■ **Source text**:
--- begin ---

Estimated price for a house of 1650 sq-ft and 3 bedrooms:  293098.4666757651 $


## Normal Equation

It is possible to show that the same optimized parameters found with Gradient Descent can be calculated in an elegant, efficient and closed form, using linear algebra. Specifically:
$$\theta = (X^T X)^{-1} X^Ty$$
Using this formula does not require any feature scaling, and you will get an exact solution in one calculation: there is no "loop until convergence" like in gradient descent.
This equation is preferred that Gradient Descent when the dataset is < 10000, otherwise Gradient Descent is preferred since it will converge faster. Furthermore, if the $X^T X$ does not admit inverse, this method cannot be applied.

In [25]:
def normalEquation(X, y):
    XTX_inv= np.linalg.inv(np.matmul(X.T, X))
    XTy = np.matmul(X.T, y)
    theta = np.matmul(XTX_inv, XTy)
    return theta

In [26]:
data = np.loadtxt('ex1data2.txt', delimiter=',')
X = data[:, 0:2]
y = data[:, 2]
y = y.reshape(y.shape[0], 1)

In [27]:
# adding the intercept
X = np.c_[np.ones(X.shape[0]), X]

In [28]:
theta = normalEquation(X, y)
print("Theta found by gradient descent: intercept={0}, slope1={1}, slope2={2} ".format(theta[0],theta[1],theta[2]))

Theta found by gradient descent: intercept=[89597.9095428], slope1=[139.21067402], slope2=[-8738.01911233] 


In [29]:
new = np.array([[1, 1650, 3]])
print("Estimated price for a house of 1650 sq-ft and 3 bedrooms: ", np.dot(new, theta)[0][0], "$")

--- end ---

■ **Given information**:
--- begin ---

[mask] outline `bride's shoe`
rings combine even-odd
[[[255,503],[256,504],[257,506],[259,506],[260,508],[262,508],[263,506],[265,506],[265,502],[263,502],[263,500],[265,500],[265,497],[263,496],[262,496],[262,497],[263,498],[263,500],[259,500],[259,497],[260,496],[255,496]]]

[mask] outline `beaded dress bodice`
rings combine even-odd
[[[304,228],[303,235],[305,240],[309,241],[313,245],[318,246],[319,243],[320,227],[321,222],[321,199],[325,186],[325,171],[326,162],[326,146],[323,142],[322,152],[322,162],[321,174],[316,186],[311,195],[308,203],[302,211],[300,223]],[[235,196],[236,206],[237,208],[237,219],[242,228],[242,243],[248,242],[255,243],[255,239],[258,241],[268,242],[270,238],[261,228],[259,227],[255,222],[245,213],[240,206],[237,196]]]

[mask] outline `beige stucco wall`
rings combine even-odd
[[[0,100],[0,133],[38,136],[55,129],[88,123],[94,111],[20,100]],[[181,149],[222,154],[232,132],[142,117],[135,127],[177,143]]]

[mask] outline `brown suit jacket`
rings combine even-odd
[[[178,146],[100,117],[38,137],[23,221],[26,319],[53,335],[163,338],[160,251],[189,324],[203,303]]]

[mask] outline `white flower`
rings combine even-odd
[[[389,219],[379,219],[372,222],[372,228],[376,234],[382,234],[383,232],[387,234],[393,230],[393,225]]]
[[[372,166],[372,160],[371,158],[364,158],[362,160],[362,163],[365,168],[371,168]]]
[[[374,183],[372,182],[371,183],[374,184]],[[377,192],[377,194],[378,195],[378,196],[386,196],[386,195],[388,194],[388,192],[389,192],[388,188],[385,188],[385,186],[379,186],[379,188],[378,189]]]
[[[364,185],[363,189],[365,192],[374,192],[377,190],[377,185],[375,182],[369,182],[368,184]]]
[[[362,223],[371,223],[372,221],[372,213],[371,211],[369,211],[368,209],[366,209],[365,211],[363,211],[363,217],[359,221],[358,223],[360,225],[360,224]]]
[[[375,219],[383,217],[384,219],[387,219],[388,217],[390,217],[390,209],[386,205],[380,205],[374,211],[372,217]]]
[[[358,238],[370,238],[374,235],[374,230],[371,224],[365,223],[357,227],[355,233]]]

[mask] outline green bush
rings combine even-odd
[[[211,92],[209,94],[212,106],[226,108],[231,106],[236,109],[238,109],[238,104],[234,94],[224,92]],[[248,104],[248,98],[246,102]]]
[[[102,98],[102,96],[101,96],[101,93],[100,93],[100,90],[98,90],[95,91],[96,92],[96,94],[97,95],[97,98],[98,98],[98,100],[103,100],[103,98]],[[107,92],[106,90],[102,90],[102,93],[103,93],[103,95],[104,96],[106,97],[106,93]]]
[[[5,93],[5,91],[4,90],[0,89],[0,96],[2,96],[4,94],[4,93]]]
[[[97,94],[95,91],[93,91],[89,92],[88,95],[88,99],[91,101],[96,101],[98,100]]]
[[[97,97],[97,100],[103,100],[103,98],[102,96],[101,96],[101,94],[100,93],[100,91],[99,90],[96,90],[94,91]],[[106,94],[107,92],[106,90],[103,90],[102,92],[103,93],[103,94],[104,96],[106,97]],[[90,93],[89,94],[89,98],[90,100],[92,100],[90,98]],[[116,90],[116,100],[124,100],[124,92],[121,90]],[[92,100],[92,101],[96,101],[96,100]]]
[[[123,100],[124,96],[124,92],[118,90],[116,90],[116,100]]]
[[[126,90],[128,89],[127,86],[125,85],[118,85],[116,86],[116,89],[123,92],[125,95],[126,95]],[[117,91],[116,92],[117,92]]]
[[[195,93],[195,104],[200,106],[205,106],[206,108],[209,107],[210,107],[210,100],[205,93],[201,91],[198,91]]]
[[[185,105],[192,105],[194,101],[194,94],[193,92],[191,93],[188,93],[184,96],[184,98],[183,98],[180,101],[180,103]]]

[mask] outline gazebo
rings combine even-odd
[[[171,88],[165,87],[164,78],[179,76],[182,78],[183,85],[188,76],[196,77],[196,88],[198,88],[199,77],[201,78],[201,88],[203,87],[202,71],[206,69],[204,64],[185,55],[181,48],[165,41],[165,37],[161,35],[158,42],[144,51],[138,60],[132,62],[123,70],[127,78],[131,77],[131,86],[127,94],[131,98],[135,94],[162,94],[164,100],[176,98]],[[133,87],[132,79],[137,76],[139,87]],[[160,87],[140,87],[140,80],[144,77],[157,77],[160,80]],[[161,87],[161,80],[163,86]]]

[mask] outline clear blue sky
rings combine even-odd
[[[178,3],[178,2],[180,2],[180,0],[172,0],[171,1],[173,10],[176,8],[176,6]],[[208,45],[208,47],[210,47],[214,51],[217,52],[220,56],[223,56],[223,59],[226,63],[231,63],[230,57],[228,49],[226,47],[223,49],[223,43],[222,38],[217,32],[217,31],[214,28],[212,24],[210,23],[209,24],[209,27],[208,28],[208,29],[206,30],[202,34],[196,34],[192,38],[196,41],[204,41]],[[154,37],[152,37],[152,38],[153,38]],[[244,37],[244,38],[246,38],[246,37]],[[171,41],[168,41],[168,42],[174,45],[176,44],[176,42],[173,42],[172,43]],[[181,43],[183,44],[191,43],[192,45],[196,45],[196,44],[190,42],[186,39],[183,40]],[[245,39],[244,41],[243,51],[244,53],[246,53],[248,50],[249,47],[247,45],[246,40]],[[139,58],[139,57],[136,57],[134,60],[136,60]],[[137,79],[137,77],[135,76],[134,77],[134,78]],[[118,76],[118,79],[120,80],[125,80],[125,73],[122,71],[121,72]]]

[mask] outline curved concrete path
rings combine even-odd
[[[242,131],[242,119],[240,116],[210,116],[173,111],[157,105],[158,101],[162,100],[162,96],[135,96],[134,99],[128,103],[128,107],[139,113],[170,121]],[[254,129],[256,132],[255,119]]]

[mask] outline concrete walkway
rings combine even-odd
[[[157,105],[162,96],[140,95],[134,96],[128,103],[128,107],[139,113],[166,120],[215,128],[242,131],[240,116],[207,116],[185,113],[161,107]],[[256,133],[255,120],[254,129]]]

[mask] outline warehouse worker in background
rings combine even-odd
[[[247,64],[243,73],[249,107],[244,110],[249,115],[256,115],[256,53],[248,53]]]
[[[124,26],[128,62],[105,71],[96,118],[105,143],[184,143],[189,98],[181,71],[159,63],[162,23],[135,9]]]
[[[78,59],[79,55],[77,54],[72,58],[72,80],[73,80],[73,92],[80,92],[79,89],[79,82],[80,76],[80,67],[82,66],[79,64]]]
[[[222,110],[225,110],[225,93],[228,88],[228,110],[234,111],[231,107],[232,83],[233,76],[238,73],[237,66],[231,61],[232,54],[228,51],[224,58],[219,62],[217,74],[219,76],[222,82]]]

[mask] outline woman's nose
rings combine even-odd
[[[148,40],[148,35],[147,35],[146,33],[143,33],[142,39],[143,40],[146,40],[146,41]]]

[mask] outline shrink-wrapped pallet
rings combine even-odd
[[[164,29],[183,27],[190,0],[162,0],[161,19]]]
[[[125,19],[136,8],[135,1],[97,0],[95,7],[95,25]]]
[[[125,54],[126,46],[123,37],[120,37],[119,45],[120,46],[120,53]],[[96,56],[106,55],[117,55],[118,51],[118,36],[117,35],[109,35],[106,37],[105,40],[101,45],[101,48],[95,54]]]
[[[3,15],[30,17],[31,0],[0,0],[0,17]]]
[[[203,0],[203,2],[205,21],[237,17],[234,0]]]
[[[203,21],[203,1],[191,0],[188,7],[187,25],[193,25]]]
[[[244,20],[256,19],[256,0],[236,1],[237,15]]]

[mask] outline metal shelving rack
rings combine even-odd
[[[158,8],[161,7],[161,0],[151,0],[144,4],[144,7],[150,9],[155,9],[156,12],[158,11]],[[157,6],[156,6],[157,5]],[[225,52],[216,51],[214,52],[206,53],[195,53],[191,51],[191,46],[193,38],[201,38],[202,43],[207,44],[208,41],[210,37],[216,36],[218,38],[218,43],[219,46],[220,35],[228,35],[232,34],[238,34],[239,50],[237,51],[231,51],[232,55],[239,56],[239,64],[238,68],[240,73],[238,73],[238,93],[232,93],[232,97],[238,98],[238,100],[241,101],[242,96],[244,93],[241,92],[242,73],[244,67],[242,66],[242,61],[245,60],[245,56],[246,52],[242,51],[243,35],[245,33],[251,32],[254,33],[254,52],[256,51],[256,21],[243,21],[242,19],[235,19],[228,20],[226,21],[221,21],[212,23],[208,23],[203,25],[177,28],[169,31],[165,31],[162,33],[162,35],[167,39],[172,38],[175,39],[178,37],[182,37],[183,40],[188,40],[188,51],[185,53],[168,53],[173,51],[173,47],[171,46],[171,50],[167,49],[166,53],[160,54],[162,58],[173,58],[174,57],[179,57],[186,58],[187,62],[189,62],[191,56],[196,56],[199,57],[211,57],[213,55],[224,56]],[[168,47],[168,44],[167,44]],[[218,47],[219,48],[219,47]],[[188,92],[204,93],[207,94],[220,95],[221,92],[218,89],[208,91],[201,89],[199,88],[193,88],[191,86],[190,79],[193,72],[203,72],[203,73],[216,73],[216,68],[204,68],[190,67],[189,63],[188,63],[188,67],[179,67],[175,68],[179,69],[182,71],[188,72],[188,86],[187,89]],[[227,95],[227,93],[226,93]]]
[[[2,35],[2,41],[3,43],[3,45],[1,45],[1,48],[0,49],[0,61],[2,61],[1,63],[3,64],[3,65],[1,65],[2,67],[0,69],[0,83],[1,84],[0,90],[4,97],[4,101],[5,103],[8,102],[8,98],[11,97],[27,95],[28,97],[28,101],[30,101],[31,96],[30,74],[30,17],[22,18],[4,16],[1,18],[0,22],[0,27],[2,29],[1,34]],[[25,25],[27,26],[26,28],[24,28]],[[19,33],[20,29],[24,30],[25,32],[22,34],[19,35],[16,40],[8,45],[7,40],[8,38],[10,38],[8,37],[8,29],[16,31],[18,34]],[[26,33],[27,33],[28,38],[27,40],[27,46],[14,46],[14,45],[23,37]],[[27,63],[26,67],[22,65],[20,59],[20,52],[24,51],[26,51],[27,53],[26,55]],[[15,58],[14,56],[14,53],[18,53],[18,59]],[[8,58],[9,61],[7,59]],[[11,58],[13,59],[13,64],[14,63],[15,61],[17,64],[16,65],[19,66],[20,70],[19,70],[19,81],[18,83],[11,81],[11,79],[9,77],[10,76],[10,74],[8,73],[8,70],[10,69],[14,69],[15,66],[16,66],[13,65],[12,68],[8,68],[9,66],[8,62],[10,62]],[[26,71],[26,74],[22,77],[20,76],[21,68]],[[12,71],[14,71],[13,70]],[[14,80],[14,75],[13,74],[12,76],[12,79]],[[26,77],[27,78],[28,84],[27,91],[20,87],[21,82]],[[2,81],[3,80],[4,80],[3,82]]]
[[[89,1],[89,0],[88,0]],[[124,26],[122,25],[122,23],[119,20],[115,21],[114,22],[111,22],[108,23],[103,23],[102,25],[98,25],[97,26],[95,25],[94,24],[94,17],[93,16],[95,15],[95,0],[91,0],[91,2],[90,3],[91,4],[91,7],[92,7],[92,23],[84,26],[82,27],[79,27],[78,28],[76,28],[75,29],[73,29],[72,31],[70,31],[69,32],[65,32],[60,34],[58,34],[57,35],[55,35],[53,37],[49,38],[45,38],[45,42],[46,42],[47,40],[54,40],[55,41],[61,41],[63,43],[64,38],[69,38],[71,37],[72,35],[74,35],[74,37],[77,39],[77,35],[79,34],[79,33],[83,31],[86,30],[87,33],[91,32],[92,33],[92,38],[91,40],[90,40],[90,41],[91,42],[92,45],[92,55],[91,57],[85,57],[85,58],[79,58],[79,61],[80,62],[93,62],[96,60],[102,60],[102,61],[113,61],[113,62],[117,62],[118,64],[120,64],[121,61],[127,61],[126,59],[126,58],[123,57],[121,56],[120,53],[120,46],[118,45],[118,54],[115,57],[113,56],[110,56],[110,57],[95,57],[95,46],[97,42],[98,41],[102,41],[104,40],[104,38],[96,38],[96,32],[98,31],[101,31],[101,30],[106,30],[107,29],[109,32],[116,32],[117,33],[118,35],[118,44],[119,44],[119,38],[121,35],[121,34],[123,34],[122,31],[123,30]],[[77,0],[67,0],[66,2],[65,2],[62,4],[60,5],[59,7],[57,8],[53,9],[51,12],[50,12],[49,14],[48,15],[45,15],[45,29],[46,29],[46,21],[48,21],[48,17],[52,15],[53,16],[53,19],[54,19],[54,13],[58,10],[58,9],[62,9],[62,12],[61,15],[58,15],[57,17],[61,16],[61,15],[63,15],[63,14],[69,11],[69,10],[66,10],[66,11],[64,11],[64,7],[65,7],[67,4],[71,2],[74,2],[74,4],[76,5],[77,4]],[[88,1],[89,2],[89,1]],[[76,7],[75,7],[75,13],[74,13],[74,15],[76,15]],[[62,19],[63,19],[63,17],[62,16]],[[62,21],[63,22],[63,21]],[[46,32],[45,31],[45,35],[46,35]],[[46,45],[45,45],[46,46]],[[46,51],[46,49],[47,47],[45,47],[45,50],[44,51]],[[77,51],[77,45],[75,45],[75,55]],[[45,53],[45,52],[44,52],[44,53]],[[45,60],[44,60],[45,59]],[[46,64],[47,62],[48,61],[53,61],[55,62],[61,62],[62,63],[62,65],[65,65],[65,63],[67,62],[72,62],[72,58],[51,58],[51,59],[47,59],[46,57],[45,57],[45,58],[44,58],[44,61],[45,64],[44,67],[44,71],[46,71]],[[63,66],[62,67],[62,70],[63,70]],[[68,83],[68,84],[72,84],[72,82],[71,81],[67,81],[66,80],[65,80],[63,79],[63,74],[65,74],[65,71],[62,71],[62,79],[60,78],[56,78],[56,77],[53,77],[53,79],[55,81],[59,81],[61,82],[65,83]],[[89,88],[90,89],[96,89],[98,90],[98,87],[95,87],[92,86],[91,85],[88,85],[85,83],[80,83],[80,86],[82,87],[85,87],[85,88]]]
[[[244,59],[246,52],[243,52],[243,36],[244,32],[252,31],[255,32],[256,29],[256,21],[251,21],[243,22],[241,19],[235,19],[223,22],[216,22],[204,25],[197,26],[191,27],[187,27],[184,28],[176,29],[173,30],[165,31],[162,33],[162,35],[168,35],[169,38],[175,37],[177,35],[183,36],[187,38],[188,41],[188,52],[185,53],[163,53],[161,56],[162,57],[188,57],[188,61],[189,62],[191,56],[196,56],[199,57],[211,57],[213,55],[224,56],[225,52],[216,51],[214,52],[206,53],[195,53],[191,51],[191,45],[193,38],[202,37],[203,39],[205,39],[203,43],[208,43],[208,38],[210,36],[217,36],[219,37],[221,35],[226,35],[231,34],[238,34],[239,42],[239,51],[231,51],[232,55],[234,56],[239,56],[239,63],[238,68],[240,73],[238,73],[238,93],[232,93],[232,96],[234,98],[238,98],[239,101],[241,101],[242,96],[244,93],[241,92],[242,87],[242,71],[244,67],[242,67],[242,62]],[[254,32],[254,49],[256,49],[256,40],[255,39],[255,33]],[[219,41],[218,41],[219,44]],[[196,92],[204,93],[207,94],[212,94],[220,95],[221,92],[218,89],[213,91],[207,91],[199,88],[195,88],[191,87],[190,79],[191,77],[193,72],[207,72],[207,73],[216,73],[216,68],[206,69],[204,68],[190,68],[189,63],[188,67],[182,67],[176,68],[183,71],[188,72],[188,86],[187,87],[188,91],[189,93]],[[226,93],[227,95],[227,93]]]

--- end ---

■ **Directives**:
**a.** In the normal equation passage, what does using the formula not require?
**b.** Print the part of the normal equation passage that opens with the words containing "This equation is" and closes with "theta = np.matmul(XTX_inv, XTy)".

■ **Solutions per task**:
**a.** Any feature scaling.

**b.**
This equation is preferred that Gradient Descent when the dataset is < 10000, otherwise Gradient Descent is preferred since it will converge faster. Furthermore, if the $X^T X$ does not admit inverse, this method cannot be applied.

In [25]:
def normalEquation(X, y):
    XTX_inv= np.linalg.inv(np.matmul(X.T, X))
    XTy = np.matmul(X.T, y)
    theta = np.matmul(XTX_inv, XTy)